All lines in the material below that hold "black" should be found and copied.
-- Opening Marker --
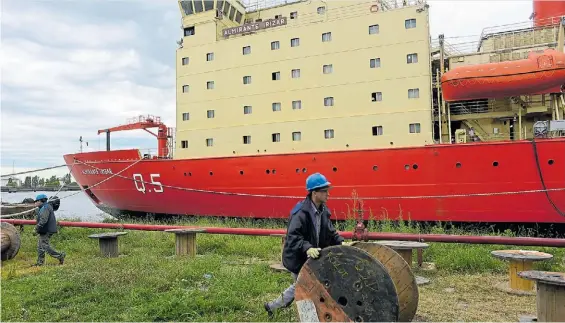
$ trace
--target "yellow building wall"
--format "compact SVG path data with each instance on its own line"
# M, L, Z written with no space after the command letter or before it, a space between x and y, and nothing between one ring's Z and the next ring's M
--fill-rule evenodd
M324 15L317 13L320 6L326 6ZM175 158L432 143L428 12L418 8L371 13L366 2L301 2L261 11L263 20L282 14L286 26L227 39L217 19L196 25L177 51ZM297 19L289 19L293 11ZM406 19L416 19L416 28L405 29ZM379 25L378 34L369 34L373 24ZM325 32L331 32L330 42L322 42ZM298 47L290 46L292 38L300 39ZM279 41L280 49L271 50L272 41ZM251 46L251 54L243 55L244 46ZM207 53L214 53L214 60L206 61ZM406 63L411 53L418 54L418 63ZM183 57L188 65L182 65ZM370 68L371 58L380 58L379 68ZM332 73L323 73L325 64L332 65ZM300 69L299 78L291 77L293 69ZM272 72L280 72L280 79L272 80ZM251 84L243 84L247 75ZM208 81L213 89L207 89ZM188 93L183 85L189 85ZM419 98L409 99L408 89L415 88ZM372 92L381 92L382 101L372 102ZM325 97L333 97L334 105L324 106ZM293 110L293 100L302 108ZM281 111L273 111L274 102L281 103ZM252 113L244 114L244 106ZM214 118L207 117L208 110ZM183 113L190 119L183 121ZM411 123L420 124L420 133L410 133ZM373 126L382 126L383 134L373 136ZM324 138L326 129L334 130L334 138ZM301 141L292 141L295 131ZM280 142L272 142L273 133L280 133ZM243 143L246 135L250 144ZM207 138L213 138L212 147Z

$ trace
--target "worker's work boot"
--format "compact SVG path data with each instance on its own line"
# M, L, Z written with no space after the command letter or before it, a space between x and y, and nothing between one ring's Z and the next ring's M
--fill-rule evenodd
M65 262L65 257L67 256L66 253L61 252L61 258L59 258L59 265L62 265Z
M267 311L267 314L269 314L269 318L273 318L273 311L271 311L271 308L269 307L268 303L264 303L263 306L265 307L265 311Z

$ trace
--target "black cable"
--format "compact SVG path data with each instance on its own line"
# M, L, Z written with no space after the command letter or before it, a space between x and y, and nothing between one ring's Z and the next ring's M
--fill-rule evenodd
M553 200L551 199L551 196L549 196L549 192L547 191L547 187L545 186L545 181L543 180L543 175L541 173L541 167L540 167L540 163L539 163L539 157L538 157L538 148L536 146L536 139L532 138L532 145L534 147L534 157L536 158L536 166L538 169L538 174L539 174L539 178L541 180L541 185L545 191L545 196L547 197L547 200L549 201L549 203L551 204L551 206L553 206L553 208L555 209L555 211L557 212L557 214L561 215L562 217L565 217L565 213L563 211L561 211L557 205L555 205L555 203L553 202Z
-- Closing Marker --
-- Opening Marker --
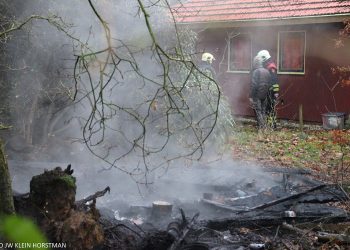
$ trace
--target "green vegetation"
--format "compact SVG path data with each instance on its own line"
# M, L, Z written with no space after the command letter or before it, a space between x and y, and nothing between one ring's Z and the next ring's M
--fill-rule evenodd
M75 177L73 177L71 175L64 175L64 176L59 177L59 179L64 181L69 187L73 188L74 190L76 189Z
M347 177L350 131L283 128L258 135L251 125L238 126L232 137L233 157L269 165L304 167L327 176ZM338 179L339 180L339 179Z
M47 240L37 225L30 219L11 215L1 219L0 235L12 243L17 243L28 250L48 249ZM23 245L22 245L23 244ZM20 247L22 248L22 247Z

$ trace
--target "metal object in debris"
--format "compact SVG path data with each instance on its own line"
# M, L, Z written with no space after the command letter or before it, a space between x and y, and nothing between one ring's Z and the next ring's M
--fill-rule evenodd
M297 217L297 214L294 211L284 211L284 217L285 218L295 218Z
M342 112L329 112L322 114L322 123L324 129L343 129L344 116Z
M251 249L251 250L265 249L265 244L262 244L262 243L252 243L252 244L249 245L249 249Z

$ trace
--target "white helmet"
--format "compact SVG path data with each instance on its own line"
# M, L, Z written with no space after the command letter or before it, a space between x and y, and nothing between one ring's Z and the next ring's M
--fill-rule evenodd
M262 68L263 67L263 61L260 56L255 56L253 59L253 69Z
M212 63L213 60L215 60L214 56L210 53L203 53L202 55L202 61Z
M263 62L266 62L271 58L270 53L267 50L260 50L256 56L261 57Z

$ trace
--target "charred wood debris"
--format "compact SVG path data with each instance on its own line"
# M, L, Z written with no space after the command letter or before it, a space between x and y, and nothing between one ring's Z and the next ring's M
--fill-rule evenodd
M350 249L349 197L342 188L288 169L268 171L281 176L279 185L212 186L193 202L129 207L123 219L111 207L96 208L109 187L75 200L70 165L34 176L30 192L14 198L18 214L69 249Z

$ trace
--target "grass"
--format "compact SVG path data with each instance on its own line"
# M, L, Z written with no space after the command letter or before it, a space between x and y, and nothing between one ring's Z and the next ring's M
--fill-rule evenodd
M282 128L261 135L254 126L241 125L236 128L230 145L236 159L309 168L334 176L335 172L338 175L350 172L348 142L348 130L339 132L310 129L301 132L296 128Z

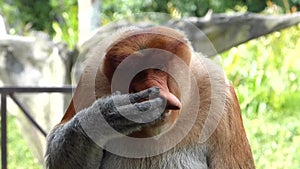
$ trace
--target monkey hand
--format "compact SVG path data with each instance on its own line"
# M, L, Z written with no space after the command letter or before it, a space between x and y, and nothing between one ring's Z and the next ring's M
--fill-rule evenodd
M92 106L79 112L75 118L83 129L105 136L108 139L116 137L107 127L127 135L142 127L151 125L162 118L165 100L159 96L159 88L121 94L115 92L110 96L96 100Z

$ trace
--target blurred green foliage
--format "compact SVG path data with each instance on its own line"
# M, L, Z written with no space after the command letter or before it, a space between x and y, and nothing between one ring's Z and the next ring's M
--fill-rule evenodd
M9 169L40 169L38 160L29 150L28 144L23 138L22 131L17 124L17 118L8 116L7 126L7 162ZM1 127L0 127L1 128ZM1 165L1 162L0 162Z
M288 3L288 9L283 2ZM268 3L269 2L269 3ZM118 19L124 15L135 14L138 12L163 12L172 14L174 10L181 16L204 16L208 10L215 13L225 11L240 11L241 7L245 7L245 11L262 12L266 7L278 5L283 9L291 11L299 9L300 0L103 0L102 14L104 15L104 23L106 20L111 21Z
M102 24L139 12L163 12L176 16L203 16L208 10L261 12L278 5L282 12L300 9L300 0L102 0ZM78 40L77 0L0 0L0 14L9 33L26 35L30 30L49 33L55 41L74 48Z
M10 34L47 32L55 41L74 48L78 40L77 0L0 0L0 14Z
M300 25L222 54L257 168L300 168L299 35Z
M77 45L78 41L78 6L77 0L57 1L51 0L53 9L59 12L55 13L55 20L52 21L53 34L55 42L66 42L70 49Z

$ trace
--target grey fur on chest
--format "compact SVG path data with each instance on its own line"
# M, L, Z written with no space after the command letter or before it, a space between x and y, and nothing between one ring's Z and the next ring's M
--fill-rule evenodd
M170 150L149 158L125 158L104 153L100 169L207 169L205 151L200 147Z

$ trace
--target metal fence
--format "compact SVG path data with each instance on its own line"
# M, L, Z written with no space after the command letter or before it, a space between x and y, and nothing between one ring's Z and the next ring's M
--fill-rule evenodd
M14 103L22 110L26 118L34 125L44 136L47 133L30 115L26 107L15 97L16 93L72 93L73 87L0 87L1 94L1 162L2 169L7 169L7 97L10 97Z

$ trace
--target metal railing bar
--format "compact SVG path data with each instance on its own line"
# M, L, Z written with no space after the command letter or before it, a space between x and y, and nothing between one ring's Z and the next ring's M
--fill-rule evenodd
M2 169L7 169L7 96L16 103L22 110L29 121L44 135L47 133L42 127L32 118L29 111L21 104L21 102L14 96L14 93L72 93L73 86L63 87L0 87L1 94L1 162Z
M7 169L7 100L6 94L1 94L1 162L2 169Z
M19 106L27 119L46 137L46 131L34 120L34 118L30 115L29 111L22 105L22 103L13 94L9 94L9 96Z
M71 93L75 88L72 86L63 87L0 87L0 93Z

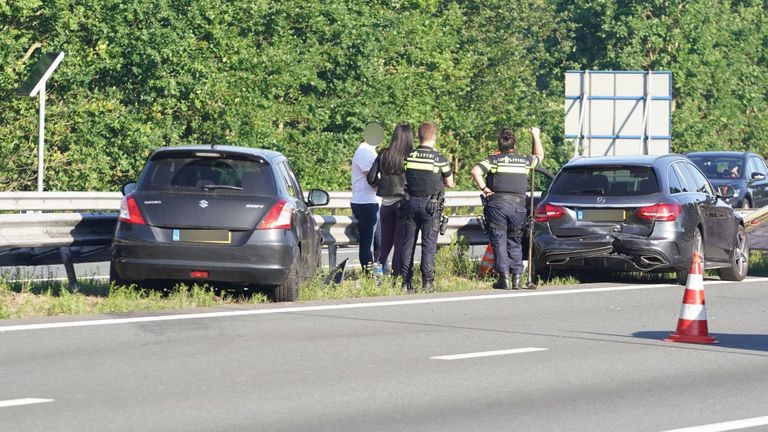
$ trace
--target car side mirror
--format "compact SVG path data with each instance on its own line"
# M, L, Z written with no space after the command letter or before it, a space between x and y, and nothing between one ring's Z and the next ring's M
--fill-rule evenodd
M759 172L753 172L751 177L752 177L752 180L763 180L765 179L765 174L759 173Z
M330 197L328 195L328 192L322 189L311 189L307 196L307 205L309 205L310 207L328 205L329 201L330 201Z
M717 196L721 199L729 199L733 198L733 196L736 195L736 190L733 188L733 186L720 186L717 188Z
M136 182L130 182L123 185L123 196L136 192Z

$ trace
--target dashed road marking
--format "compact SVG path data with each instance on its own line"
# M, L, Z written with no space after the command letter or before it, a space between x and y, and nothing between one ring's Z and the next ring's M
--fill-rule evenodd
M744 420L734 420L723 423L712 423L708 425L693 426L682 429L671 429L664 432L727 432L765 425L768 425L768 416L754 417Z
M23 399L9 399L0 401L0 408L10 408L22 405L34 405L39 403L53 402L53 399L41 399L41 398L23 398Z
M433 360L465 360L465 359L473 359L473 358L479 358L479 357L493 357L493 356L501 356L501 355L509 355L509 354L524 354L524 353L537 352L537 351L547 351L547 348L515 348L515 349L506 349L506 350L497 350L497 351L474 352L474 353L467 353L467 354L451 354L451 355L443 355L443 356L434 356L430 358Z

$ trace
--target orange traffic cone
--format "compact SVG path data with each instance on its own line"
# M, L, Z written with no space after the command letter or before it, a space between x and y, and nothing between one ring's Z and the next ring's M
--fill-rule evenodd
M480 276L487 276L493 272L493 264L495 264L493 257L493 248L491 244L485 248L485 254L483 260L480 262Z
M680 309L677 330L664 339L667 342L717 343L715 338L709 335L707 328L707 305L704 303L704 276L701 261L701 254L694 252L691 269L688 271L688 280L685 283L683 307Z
-- Closing Marker --
-- Opening Marker --
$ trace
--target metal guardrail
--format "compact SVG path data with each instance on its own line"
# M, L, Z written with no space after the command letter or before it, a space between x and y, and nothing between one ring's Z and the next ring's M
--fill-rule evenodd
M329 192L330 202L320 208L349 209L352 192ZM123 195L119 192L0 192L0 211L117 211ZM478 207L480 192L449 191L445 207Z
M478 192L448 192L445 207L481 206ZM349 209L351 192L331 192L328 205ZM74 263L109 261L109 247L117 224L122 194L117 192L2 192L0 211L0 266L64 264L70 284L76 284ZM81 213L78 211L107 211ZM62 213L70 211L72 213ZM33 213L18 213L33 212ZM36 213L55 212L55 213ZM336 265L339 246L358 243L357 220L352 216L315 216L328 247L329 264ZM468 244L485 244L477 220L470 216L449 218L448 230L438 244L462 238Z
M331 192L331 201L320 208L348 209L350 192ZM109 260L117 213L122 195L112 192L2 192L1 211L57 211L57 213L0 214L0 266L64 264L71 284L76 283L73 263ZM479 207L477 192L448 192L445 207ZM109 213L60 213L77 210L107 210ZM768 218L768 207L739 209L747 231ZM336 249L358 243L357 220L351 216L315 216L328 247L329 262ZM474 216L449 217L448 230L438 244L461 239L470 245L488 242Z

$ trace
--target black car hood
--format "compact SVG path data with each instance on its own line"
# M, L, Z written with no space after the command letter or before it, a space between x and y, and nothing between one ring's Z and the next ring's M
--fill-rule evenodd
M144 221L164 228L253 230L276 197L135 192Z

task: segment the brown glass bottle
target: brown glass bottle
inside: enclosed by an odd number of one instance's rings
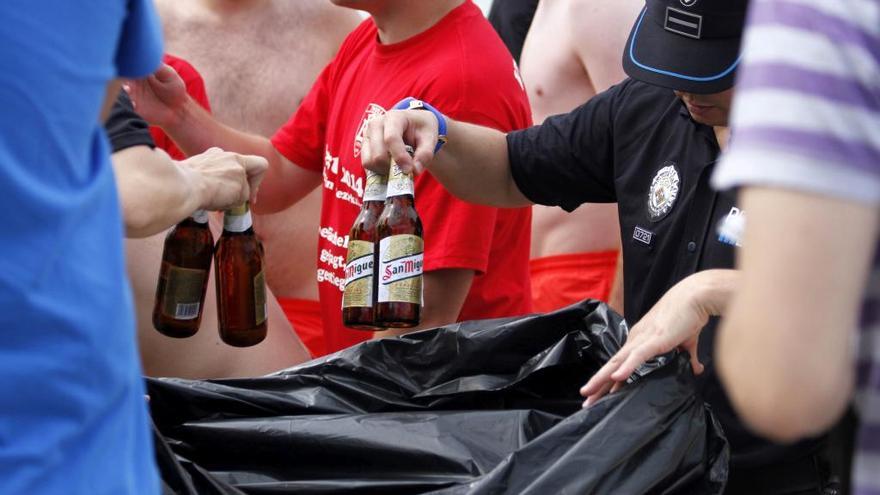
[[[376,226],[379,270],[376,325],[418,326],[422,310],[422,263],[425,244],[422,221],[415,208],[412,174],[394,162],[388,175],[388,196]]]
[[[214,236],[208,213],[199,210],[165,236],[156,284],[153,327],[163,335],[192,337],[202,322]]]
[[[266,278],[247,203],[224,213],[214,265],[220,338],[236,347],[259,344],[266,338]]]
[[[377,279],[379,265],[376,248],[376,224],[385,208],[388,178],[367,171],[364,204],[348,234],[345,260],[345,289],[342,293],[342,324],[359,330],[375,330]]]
-- Closing Marker --
◆ **Problem solution**:
--target "black cable"
--target black car hood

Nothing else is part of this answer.